[Assignment]:
Copy all records precisely, apart from the pictures.
○ ○ ○ ○ ○ ○ ○
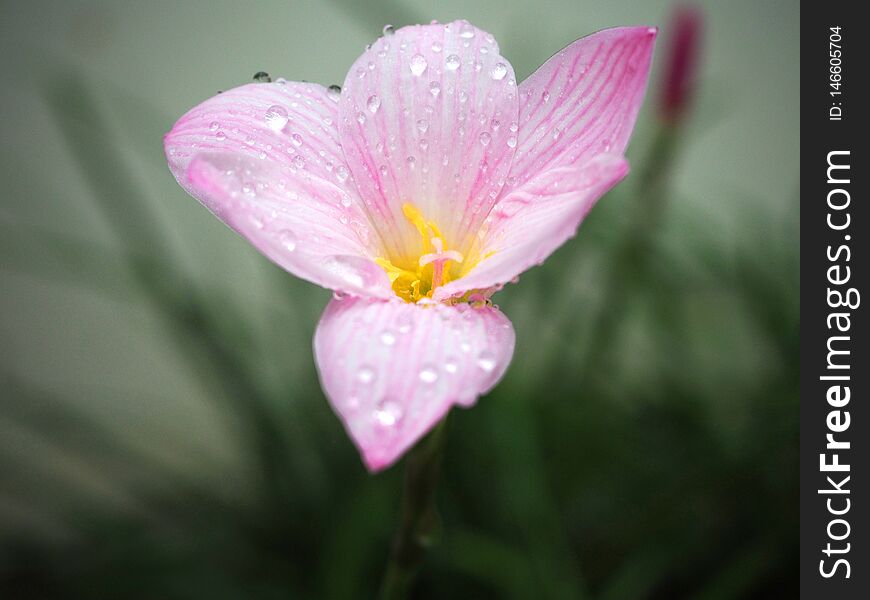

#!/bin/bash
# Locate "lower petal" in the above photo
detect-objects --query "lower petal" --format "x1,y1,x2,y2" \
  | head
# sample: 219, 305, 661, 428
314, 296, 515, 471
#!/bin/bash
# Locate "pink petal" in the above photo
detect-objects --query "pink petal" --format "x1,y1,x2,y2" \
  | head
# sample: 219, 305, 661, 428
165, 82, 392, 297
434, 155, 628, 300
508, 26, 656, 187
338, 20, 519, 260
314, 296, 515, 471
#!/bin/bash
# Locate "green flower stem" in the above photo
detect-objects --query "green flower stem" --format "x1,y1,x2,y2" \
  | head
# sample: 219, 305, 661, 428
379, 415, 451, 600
○ ○ ○ ○ ○ ○ ○
[Solution to the exercise]:
#!/bin/bash
# Locate "lower petal" in the above photo
detect-objects --query "lower petal" --format "x1,y1,x2,y2" \
  | head
# sample: 219, 305, 661, 428
314, 296, 515, 471
#!/bin/bash
# Locate "pink petal" in the above photo
detect-objects --query "pink petal" --format "x1,y1,x2,y2" \
  | head
# sample: 219, 305, 661, 428
165, 82, 392, 297
434, 155, 628, 300
508, 26, 656, 187
338, 20, 519, 260
314, 296, 515, 471
#!/bin/bash
# Locate "green flower stem" in the above photo
detect-objects --query "green flower stem" --format "x1,y1,x2,y2" \
  | head
# sample: 219, 305, 661, 428
379, 415, 451, 600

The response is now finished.